__Task requirements__
In the listing below, transcribe the line that contains "Target: window with white frame" and all lines following it, ending with the last line. Add nothing.

__Given entries__
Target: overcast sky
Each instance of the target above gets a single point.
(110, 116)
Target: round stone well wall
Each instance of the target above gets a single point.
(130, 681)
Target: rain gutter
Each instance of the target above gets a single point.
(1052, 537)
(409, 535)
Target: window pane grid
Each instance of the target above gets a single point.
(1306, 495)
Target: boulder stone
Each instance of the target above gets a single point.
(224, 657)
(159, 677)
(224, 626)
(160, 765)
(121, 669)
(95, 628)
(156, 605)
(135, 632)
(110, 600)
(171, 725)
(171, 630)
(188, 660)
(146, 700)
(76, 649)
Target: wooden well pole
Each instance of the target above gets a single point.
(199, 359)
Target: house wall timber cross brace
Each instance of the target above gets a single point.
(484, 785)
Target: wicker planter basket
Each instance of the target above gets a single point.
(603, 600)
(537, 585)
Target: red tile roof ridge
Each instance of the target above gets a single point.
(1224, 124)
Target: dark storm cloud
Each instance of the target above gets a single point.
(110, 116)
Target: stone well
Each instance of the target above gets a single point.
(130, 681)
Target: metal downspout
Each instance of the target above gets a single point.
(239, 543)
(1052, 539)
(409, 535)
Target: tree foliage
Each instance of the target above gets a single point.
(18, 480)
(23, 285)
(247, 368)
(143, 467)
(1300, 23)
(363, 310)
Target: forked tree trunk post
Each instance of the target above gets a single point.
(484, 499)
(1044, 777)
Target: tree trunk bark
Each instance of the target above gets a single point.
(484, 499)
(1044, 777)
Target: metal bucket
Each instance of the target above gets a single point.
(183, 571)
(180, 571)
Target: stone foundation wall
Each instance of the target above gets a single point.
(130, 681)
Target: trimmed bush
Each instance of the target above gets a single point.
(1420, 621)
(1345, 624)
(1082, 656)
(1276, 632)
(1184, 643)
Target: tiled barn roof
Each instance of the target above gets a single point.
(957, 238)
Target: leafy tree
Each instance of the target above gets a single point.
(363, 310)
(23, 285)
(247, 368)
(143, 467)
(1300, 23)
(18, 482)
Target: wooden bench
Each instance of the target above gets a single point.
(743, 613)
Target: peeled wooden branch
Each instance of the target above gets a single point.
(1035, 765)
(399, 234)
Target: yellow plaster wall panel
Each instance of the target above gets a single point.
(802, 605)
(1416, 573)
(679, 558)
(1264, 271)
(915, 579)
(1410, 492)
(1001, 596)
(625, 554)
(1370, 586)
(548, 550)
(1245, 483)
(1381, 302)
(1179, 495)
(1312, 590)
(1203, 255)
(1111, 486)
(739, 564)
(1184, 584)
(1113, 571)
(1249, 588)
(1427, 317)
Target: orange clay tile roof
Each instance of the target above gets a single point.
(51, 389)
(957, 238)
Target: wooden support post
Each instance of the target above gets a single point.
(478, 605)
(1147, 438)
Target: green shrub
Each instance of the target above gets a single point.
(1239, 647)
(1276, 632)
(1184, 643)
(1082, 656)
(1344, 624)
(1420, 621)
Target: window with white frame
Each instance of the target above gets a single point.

__Task response__
Target: window with white frame
Each instance of the target above gets a single point.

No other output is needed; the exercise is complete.